◆ 抜粋本文 ◆
南米西海岸の赤道直下にEcuadorという国がある。スペイン語の赤道(英語ではEquator)がそのまま国名になった。但し首都Quito(キト)は標高2,850mの高地にあって涼しいが、低地は熱帯の国だ。インカ帝国の首都は、Peruの古都Cuscoだが、Cuscoも標高3,400mだ。Quitoはインカの副首都で、南北朝時代には北インカの首都だった。ここに観光に来た。
Quitoの北26kmにある赤道記念碑を今回訪問した。Mitad del Mundo=地球の真ん中と称している。半四角錐の上に直径4.5mの地球が載って高さ30mだ。これを中心に東西方向に幅10cm弱のオレンジ色の線が引いてあって、それが赤道だと言っている。赤道を跨いで写真を撮る人が多い。
周知のように、日本では、GPS測量で精度が上がった結果、緯度経度の座標が数百米違ってしまった。明石市の東経135度の記念碑が狂ってしまった。同様なことがここでは起こらなかったのかと現地人のガイドに尋ねたら、「狂ったけど数米」との答えだった。北緯南緯0度は判るが、一体西経何度なんだ? その根拠なしには「世界の真ん中」とは言えないだろう、と気になってWebを参照してみたら、意外なことが分かった。

◆ データ部 ◆

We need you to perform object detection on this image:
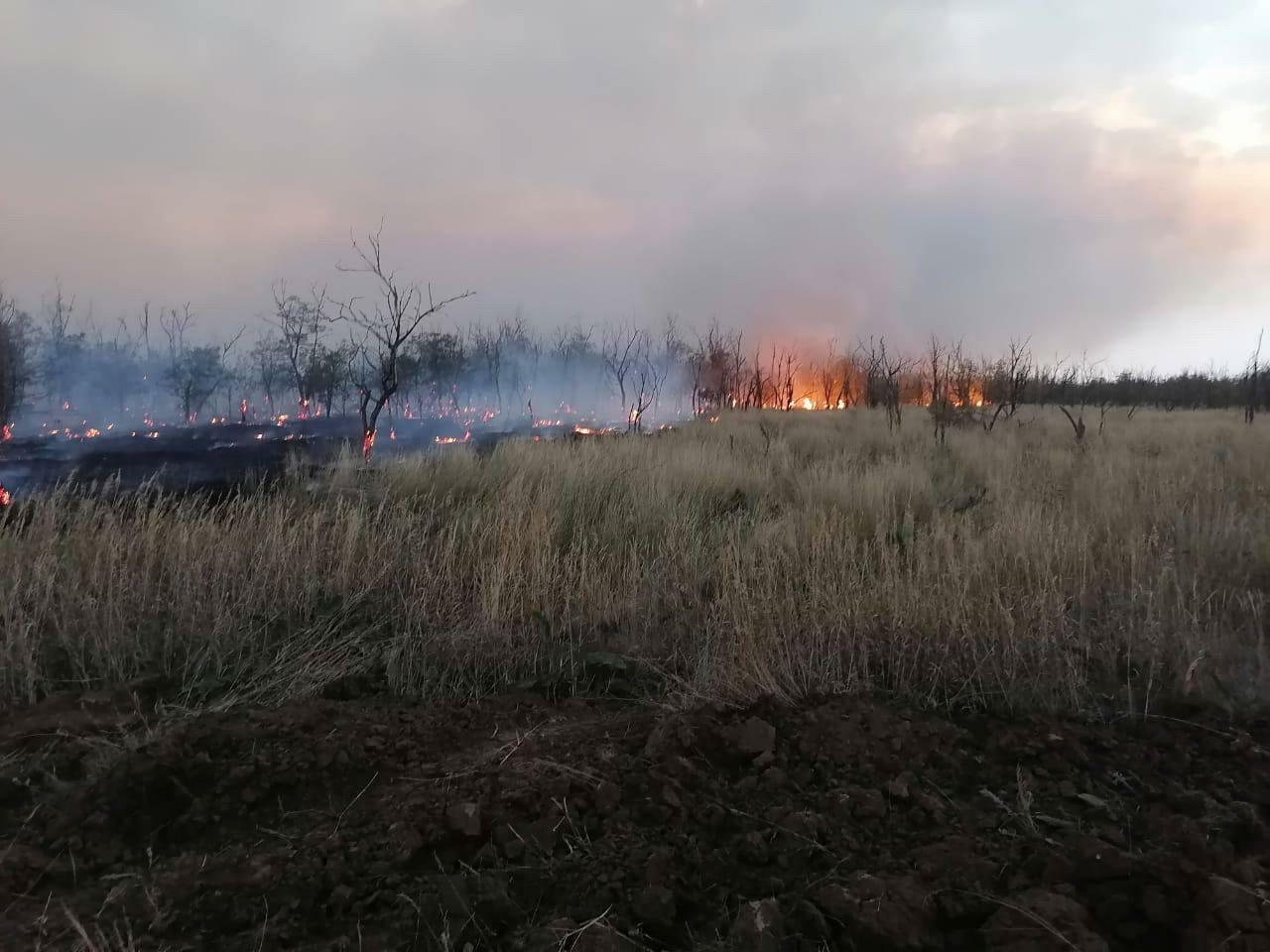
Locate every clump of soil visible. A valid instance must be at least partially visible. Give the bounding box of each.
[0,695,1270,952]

◆ 指示 1 ◆
エクアドル紀行の本文のうち、「南米西海岸の赤道直下にEcu」から「都だった。ここに観光に来た。」までの部分を、一字一句違えずにもう一度書き出してください。
◆ 指示 2 ◆
エクアドル紀行の本文に基づいて、次の問いに答えてください。
(a) 首都Quitoの標高は何mか。
(b) 赤道記念碑はQuitoから北へ何kmの位置にあるか。
(c) 位置がずれてしまったとされる明石市の記念碑は、東経何度を示すものか。
上記の資料は、エクアドル紀行の本文とは無関係の独立したものです。

◆ 記述回答 1 ◆
南米西海岸の赤道直下にEcuadorという国がある。スペイン語の赤道(英語ではEquator)がそのまま国名になった。但し首都Quito(キト)は標高2,850mの高地にあって涼しいが、低地は熱帯の国だ。インカ帝国の首都は、Peruの古都Cuscoだが、Cuscoも標高3,400mだ。Quitoはインカの副首都で、南北朝時代には北インカの首都だった。ここに観光に来た。

◆ 記述回答 2 ◆
(a) 2,850m
(b) 26km
(c) 東経135度